** BEGIN **

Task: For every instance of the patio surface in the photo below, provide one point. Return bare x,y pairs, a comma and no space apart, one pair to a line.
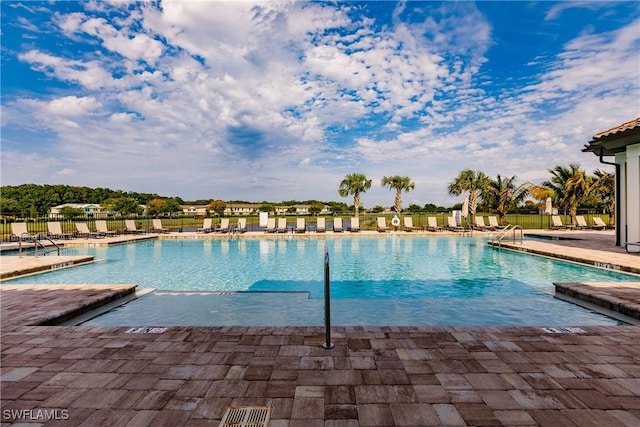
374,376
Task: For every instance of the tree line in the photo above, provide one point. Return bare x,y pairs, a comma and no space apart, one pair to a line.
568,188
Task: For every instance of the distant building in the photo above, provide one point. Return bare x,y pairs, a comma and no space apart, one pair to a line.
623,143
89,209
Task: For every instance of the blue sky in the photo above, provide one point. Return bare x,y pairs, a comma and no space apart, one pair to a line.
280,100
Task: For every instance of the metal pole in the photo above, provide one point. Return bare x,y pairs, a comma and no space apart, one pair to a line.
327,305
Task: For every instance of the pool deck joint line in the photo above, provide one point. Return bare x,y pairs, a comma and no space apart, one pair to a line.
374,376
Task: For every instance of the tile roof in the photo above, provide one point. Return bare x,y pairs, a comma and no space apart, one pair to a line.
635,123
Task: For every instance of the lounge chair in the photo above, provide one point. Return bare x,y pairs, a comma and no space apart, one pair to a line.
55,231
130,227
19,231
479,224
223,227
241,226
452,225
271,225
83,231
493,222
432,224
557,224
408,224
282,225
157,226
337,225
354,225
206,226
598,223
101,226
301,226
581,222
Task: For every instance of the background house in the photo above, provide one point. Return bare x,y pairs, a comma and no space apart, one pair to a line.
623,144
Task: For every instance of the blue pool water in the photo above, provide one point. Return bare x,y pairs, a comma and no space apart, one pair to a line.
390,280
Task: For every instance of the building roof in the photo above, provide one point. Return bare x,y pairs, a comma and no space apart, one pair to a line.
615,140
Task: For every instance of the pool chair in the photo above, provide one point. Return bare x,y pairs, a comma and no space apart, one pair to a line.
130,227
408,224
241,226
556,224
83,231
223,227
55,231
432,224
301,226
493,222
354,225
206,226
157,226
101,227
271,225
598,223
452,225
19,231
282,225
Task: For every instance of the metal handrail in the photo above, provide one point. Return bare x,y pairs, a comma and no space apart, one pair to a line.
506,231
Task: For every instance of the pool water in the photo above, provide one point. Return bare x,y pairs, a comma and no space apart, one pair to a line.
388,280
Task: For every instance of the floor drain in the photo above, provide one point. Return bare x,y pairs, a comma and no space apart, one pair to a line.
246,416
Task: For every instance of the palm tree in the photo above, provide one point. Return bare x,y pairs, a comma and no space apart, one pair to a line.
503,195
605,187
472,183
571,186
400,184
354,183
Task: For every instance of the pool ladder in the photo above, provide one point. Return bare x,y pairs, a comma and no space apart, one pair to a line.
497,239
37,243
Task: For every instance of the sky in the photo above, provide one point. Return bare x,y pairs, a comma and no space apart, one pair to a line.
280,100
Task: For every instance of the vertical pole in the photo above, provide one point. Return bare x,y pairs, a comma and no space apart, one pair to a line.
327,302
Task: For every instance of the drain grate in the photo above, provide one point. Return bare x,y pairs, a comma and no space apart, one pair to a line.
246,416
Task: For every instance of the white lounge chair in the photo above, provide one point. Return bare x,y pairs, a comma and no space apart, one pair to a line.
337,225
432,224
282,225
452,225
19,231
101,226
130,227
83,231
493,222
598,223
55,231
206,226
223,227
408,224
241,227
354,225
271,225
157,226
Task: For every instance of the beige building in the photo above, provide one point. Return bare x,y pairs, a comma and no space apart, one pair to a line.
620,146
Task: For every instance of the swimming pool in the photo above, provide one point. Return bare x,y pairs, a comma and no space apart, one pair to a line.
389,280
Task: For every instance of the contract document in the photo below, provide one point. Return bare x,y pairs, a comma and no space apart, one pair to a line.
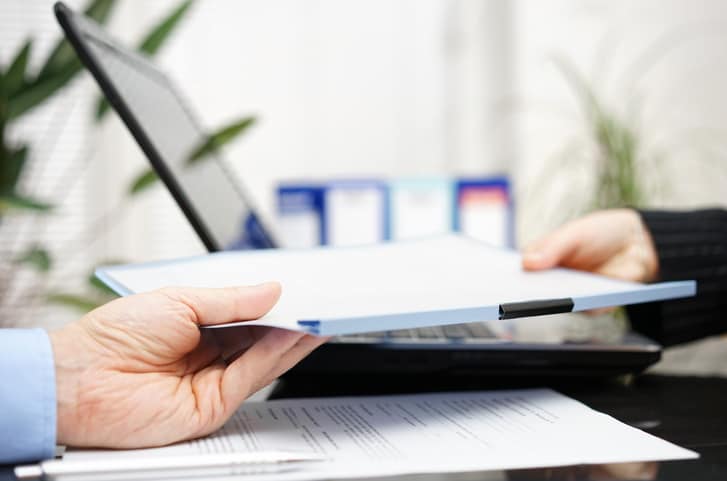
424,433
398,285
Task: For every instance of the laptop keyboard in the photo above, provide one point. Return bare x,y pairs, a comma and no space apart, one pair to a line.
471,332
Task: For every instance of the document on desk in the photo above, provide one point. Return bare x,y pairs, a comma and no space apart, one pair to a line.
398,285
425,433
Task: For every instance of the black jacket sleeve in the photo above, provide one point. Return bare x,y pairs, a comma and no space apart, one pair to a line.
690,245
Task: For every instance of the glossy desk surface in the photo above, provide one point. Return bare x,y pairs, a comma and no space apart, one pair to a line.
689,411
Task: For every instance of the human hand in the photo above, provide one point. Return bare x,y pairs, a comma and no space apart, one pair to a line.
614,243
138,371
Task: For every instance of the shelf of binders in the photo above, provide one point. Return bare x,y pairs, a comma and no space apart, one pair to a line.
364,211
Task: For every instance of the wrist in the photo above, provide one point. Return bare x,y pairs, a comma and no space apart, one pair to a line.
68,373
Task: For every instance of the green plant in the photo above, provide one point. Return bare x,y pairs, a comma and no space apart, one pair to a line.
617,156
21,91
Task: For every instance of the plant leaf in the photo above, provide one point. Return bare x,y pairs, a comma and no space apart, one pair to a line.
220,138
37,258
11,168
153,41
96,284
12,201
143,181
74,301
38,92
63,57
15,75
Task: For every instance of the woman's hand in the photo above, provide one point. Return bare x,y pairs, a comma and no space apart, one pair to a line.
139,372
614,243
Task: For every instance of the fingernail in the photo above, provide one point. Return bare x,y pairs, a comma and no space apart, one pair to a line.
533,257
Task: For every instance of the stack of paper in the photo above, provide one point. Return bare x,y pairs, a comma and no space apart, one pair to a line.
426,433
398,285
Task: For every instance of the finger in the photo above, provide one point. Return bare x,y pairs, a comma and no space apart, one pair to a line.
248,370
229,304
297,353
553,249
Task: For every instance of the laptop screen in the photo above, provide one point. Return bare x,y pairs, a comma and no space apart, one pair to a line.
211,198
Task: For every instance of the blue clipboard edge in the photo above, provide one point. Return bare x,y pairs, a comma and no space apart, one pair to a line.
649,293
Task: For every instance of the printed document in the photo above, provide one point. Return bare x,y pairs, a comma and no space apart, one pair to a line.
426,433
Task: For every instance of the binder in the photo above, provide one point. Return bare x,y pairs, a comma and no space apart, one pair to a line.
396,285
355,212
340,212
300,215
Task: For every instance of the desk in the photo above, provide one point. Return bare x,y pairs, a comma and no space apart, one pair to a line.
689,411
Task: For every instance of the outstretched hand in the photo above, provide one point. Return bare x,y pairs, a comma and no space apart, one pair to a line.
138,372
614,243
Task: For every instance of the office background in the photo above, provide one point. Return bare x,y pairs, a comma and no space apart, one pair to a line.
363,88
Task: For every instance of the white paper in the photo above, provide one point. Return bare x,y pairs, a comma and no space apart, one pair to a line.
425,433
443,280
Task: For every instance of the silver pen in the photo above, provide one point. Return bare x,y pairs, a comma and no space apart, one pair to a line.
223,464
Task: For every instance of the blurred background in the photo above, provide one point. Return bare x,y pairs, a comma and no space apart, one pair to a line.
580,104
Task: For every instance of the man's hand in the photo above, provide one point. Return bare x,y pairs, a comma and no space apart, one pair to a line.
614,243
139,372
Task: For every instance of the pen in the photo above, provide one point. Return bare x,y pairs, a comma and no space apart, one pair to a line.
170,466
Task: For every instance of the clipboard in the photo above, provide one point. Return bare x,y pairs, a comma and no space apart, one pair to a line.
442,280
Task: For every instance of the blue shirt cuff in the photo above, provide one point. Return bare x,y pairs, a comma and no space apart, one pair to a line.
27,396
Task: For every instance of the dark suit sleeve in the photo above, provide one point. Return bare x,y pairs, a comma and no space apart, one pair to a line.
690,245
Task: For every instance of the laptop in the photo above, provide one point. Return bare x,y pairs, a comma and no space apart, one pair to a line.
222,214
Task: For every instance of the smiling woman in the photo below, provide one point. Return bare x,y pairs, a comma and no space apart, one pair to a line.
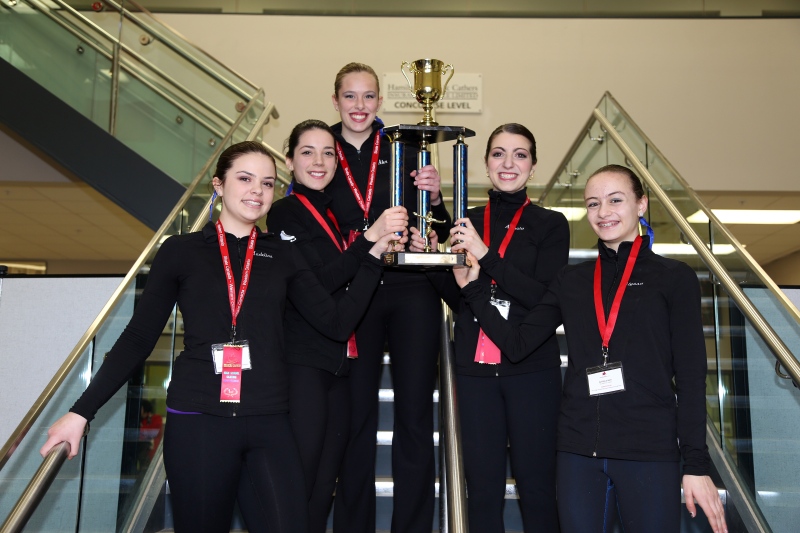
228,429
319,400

** END **

# Requirements:
Repeat each entry precisely as it appears. Leave the pictures out.

# Worked solution:
Task: For every instance of the patio surface in the photo below, provide one point. Return bare x,y pairs, a comma and no space apart, one pair to a line.
374,376
Task: For every instance of the tree line in the photo above, provide one point. Return bare x,y pairs, a comma and no space apart, one pair to a line.
568,188
Task: For every instance of the distant building in the photo above, provide one point. Return bare x,y pairs, a comma and no space apart, one pair to a line.
623,143
89,209
Task: For every instance of the blue sky in the photo above, provide one point. Return bare x,y pairs, a comma and no space apart, one pair to a line.
280,100
Task: For every instance of the metal pole in the photo above, provide one point. Return bare x,y pairs, a comma and no space apart, one pair to a line.
327,305
Task: For every instance of the pool deck joint line in the photo above, provide one point. Return bare x,y pairs, a comma and no space apart, one pair to a line.
374,376
Task: For every instance of the tile roof in the photo above, provide one point. Return bare x,y pairs, a comma and no space apart, one pair to a line.
635,123
Task: For every instance of the lounge chair in the photo above, provide one point. Return bare x,y pairs, a comma and no space apart, one pair to a line.
55,231
130,227
19,231
479,224
223,227
241,226
452,225
271,225
83,231
493,222
432,224
557,224
408,224
282,225
157,226
337,225
354,225
206,226
598,223
101,226
301,226
581,222
Task: For every instance of the background house in the photo above, provide one point. Return bare x,y pairs, a comma and no space apart, one pair to a line.
623,144
Task: For every instance of the blue pool water in the photo above, provide one point. Return bare x,y pairs, a comma and no space apart, one pair to a line.
390,280
Task: For every instance of the building roof in the photo above, provide one point. Return bare x,y pairs, a comma and no space apart, one pair to a line.
615,140
Task: For every instance of the pool chair in the photo above, provide one point. Return bare x,y pairs, a comma and no space apart, one pair to a line.
130,227
408,224
241,226
556,224
83,231
223,227
55,231
432,224
301,226
493,222
354,225
206,226
157,226
101,227
271,225
598,223
452,225
19,231
282,225
Task: For every instance of the metal handrail in the photo above, provide one point. Return bare x,y pairs, a comma and no space apart, one pair to a line.
506,231
Task: For every instance of the pool water in the photo above, provide one point. Return bare x,y pairs, a comma and no space apart, one pair to a line.
388,280
Task: For every instance of the floor drain in the photo above, provide one point. Return bare x,y pairs, a comma and no space apart, one pair to a line.
246,416
Task: For every instance of the palm tree in the photo above, provide one point. Return bare x,y pairs, a comma and no space apart, one pair to a line.
503,195
605,187
472,183
571,186
400,184
354,183
Task: For every instance of the pool ladder in the photo above, provide one point. Return bare x,y pairs, a comma and no space apart, one pair to a line.
497,239
37,243
Task: For every instance of the sky in the photo above, provide one point. Return bare x,y pairs, a comma and no space apart, one pair to a line.
280,100
Task: For every instance of the vertical pole in the photo above, provide one point. Return bare x,y pairs, a comma and no space apart, one pair to a line.
327,302
Task: For every instance of the drain grate in the photo above, provide one point. Return bare x,y pairs, a comma and no space apart, one pair to a line.
246,416
Task: For every instance of the white lounge chair in the photo above, provide one point. Return bare x,y pairs, a comma and no space apart, one pair to a line.
337,225
432,224
282,225
452,225
19,231
101,226
130,227
83,231
493,222
598,223
55,231
206,226
223,227
408,224
241,227
354,225
271,225
157,226
Task: For every instance of the beige building in the photo above, provide one point. Return bare x,y pairs, a comma and no space apart, one pair to a line.
620,146
Task: For every instance of the swimming pool in the photo above, provide one point. Return bare x,y pairs, a comma and no space apart, one pair to a line.
389,280
Task: For every instance of the contract document in the photo below, provide one point. Return bare x,y pairs, a comma and no space apart, one pair to a line.
424,433
398,285
Task: For every instance of the laptop keyboard in the photo above, provide one point. Return bare x,y pairs, a comma and no space apart, one pair to a line.
471,332
Task: For every instance of the document on desk in the photo above, provide one point. Return bare x,y pairs, a comma and no space apart, one pair to a line.
398,285
425,433
Task: For every instance of the black jacket sleeve in the photo above, provide one point. Return bare x,y pairs, a comma and no space apart, one pair to a line.
690,245
Task: For every instance of the glossy desk surface in the photo above, provide one point. Return bare x,y pairs, a comma and no space apart, one pair to a line.
689,411
Task: For every instance of the human hand in the photo above, provide one point. Return bare x,y pairs, a comma and no space apart, one pair to a line.
614,243
138,371
Task: For every instance of the shelf of binders in the photo above, provide one point. Return bare x,y pairs, a comma and no space apart, one pair to a line.
364,211
Task: For every instance of the wrist in the photo above, provide one point. Return bare x,y pairs, a comma and no space apart, one pair to a line.
68,373
Task: For every instance of the green plant in the photo above, provide one point. Return bare x,y pairs, a comma and no space apart, one pair to a line.
617,156
21,91
Task: For every instance of the plant leaf in the photo above, provide one point. Return bare x,y pairs, a comma and no space apart, one pair to a line.
220,138
37,258
11,168
153,41
96,284
12,201
143,181
74,301
38,92
63,57
15,75
Task: For every instance of the woman's hand in the photo above, provide one point. Return bare x,y pairs, a comma and no space apart, one pair to a line.
139,372
614,243
Task: For every instance of the fingernail in the photo above, provide one point. Return bare x,y pairs, a comma and no space apart, one pair to a line.
533,257
Task: For every instance of the stack of paper in the photo above, provide one point. Return bare x,y pairs, a comma and no space apart, one pair to a line.
426,433
398,285
Task: For every instance of the finger in the photo above, provide one point. Return bare x,y pairs, a comma and no space apart, one pair to a line.
248,370
229,304
297,353
553,249
Task: For every instance of the laptop screen in the photo above, provide one point. Return bare x,y pairs, a comma and no space apart, one pair to a line.
211,198
Task: For every instance of the blue clipboard edge in the photo above, provide one point. Return bare x,y pairs, a comma and no space apart, one pair to a line.
649,293
Task: For every instance of the printed document in the photo above, provide one point. Return bare x,y pairs, a comma and no space apart, one pair to a line.
426,433
Task: For every instance of the binder in the photo above, provide one point. Return bare x,y pairs, a comma and no space apart, one pair to a line.
396,285
355,212
340,212
300,215
Task: For every instance of the desk in the photo above, provide one point. Return bare x,y pairs, a comma and no space apart, one pair to a line.
689,411
Task: For every instance of the outstretched hand in the photo above, provide one point. Return bare x,y pairs, a comma and no space apart, one pair to a line.
138,372
614,243
Task: For every instance of the office background in the photo above, provide one point. Return bare x,y pairs, a comma and no space apart, one pair to a line.
363,88
Task: For every instance of the white paper in the photo above, provide one point. Return bare x,y pairs, a comma and no space apart, one pair to a line.
425,433
443,280
Task: For every instance of the silver pen in the photo above, provide one point. Return bare x,y pairs, a comma and no space apart, one pair to a line.
223,464
Task: For every instance of the blurred background in the photo above, provide one point. Return bare x,y pairs, a comma and no space apart, one pair to a line.
580,104
Task: For every instance of the man's hand in the photo above, provide one point. Return bare x,y pairs, a comma and no space apart, one pair to a line.
614,243
139,372
Task: For every instance of the pen in the photo above, provide one point. Return bare x,y pairs, a comma and no space apart, one pair to a line.
170,466
Task: For every instance of the clipboard in the photo above, provide one point. Return bare x,y pairs, a comma and no space apart, one pair to a line.
442,280
Task: For every instance of the blue shirt cuff in the photo above, provide one point. Return bare x,y pairs, a comma and no space apart, one pair to a line.
27,396
Task: For every instance of the dark suit sleeve in the photo above, provide one point. Return bare x,y pairs, a comma and no space apart, one pair to a line.
690,245
Task: For every instance of the laptop in the photo above, provide one point. Return bare x,y pairs, a comma and no space apart, one pair to a line.
222,214
Task: For every instance of the smiling woman in the photo below, provide one point. Return bare x,y pairs, a comma and no space apart, one pair to a line.
228,429
319,400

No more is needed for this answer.